Free State (formerly Orange Free State) is the first-class cricket team representing the province of Free State (known as Orange Free State until 1995) in South Africa. For the purposes of the SuperSport Series, Free State merged with Griqualand West and formed the Eagles cricket team franchise. The team was called Orange Free State from January 1904 to April 1995; it has been part of the Eagles from October 2004.

Honours

 Currie Cup (3) – 1992–93, 1993–94, 1997–98 ; shared (0) – 
 Standard Bank Cup (4) – 1988–89, 1993–94, 1994–95, 1995–96
 South African Airways Provincial Three-Day Challenge (0) – 
 South African Airways Provincial One-Day Challenge (1) – 2004–05
 Gillette/Nissan Cup (2) – 1991–92, 1992–93

Venues
Venues have included:
 Ramblers Cricket Club Ground, Bloemfontein (Jan 1904 – Feb 1986)

___

Set tasks ->
**1.** Recast the listing from the line containing "shape [[214, 156]]." up to and including the line containing "[[254, 248]]" as a numbered list, leaving out any blank lines.
**2.** Continue the text on the Free State cricket team from its last line.

Data to use ->

___

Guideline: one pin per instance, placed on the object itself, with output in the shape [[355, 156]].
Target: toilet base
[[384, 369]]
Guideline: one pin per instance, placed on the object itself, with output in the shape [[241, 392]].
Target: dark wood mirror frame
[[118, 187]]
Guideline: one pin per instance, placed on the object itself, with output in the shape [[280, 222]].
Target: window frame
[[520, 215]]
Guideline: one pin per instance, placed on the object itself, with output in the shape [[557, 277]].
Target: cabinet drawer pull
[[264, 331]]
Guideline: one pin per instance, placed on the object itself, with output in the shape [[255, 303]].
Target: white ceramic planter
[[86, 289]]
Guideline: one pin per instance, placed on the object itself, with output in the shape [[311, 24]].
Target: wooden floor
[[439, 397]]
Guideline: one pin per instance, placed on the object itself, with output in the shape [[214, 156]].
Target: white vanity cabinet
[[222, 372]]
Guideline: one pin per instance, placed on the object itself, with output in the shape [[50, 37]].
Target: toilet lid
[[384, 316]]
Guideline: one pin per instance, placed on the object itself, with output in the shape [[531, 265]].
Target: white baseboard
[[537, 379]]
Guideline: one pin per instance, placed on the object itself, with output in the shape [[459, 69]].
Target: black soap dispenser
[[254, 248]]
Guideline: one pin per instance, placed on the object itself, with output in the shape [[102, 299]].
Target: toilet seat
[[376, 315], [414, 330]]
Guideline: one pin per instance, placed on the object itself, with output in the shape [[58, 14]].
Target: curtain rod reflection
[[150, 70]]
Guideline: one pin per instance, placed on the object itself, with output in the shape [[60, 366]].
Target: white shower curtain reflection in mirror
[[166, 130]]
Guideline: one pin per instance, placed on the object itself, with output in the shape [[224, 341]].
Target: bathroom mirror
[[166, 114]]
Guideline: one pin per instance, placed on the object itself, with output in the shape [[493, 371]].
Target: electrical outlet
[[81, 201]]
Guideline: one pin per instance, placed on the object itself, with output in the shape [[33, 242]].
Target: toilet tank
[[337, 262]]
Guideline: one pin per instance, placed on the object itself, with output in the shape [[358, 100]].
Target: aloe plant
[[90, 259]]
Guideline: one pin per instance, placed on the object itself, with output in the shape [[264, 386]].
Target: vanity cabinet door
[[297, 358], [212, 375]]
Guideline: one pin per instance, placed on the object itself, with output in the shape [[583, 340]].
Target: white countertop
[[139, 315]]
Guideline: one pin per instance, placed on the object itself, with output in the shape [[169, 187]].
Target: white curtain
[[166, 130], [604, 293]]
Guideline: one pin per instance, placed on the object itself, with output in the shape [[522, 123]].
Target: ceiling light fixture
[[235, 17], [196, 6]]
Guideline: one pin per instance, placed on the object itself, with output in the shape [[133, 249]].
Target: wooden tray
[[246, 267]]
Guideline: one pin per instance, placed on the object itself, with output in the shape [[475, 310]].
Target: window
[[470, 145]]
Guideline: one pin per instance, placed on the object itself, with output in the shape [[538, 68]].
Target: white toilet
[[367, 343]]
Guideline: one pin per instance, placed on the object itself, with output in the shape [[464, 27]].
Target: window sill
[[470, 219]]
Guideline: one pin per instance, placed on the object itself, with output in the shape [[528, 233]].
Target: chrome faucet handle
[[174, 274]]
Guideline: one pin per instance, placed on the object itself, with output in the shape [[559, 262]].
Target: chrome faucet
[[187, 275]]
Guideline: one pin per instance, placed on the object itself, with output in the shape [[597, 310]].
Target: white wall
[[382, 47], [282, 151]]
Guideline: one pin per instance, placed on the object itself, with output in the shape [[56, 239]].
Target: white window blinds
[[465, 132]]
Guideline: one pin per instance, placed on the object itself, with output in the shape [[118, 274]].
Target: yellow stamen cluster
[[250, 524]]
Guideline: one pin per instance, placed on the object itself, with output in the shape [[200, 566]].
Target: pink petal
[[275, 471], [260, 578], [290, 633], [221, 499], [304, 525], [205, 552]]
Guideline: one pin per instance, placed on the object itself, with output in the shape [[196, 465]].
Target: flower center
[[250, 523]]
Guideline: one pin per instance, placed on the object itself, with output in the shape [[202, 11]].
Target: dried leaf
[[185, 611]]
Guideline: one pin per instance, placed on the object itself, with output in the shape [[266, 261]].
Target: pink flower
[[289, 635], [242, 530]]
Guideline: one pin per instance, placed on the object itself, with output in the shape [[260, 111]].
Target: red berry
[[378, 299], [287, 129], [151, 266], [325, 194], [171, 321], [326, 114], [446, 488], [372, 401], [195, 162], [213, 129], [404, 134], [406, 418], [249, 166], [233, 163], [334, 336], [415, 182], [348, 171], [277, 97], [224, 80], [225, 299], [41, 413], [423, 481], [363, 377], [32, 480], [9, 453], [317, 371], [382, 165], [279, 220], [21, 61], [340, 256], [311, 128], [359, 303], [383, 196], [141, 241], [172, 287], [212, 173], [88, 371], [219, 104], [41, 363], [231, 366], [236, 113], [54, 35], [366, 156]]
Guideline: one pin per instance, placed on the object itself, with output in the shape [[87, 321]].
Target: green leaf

___

Exercise responses ->
**1.**
1. Guideline: one pin per instance, placed on the object itself, with output in the shape [[214, 156]].
2. Target: white vanity cabinet
3. [[222, 372]]
4. Guideline: one pin per instance, placed on the object itself, with output in the shape [[50, 37]].
5. Target: toilet lid
6. [[384, 316]]
7. Guideline: one pin per instance, placed on the object itself, with output in the shape [[531, 265]].
8. Target: white baseboard
9. [[537, 379]]
10. Guideline: one pin per instance, placed on the object itself, with output in the shape [[459, 69]].
11. Target: black soap dispenser
12. [[254, 248]]

**2.**
 South African Railways Club Old Ground, Bloemfontein (Jan 1938 – Dec 1939)
 Welkom Mines Recreation Ground (occasional venue Nov 1954 – Nov 1963)
 University of Orange Free State Ground, Bloemfontein (Oct 1986 – Dec 1993)
 Harmony Gold Mine Cricket Club A Ground, Virginia (four matches Nov 1986 – Sept 1991)
 Goodyear Park, Bloemfontein (Oct 1989–present)
 Rovers Cricket Club, Welkom (two games 1981 – 1985)

Squad
In April 2021, Cricket South Africa confirmed the following squad ahead of the 2021–22 season.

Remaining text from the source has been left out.